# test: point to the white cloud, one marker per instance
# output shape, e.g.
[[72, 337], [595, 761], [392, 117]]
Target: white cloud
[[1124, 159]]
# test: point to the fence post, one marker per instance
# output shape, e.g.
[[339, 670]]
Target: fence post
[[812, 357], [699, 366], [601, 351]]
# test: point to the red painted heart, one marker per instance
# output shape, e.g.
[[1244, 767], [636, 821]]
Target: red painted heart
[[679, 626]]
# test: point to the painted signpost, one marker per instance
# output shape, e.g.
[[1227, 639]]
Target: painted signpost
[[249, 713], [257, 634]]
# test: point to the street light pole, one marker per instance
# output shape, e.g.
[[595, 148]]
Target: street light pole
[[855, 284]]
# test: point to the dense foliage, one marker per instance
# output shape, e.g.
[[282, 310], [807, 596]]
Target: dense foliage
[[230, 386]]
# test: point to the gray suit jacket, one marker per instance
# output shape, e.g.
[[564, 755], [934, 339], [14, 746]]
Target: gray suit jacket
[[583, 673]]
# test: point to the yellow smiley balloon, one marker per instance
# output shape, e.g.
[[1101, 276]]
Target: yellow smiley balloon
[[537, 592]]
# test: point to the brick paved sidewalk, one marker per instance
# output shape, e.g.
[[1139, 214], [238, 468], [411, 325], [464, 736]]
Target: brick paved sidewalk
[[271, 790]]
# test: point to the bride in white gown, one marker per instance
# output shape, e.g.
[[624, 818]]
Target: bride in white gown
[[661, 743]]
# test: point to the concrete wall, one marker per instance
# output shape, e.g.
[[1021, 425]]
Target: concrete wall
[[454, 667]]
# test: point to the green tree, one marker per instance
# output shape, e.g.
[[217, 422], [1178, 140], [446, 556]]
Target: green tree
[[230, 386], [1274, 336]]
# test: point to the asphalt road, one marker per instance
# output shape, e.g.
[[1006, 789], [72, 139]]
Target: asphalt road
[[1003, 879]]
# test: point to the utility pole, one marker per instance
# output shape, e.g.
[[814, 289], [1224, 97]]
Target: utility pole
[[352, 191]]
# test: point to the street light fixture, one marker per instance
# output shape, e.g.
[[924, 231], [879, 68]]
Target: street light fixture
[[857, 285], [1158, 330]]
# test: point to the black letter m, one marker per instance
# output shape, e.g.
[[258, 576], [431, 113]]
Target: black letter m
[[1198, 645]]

_ _ _ _

• WHAT NEEDS TO BE DONE: Reproduce every line of the material above, from first to last, without changing anything.

• ANSWER TO THIS TASK:
# test: point to the white cloud, one marker per instance
# output shape, e.g.
[[72, 337], [595, 761], [392, 117]]
Target: white cloud
[[1124, 159]]
# test: point to the fence post, one marker per instance
# output shape, e.g.
[[339, 670]]
Target: fence post
[[812, 357], [699, 366], [601, 351]]
# test: point to the red painted heart, one marker per instance
# output shape, e.g.
[[1244, 767], [636, 821]]
Target: red painted heart
[[679, 626]]
# test: point to the painted signpost, one marker per instance
# output shape, e.g.
[[1227, 639]]
Target: painted signpost
[[249, 713], [257, 634]]
# test: point to the street light pole, one marker per instance
# output shape, e.g.
[[595, 148]]
Target: street light pole
[[855, 284]]
# test: point to the dense foliage, one marker per instance
# output shape, e.g.
[[282, 310], [807, 596]]
Target: dense foliage
[[230, 386]]
# test: point to the gray suit jacket, one marker per instance
# output shape, e.g.
[[564, 755], [934, 339], [14, 746]]
Target: gray suit jacket
[[583, 673]]
# test: point to the yellow smiley balloon, one marker per instance
# output shape, e.g.
[[1101, 276]]
Target: yellow smiley balloon
[[537, 592]]
# test: point to the brick paved sidewalk, one marker per instance
# output shape, e.g.
[[1139, 214], [238, 468], [411, 325], [464, 736]]
Target: brick paved sidewalk
[[271, 790]]
# test: point to the bride in white gown, one marker per instance
# output shape, e.g.
[[624, 818]]
Target: bride in white gown
[[661, 743]]
# test: point to the concrete wall, one marker per instance
# output shape, e.g.
[[1021, 425]]
Target: concrete wall
[[454, 667]]
# test: point to the green tree, one marker per instance
# output shape, e.g.
[[217, 422], [1178, 140], [446, 556]]
Target: green tree
[[230, 386], [1274, 336]]
# test: point to the asphalt road, one marker per instance
# output shape, e.g.
[[1006, 789], [72, 139]]
Target: asphalt road
[[1003, 879]]
# test: point to the utility pole, one marker per instance
# output shape, e.g.
[[814, 289], [1224, 97]]
Target: utility pole
[[352, 191]]
# test: point to the street light fixture, one marker per instance
# output shape, e.g.
[[924, 231], [879, 68]]
Target: street light fixture
[[857, 285], [1158, 330]]
# test: point to the black letter m, one marker per instance
# output shape, e.g.
[[258, 576], [431, 113]]
Target: black letter m
[[1198, 645]]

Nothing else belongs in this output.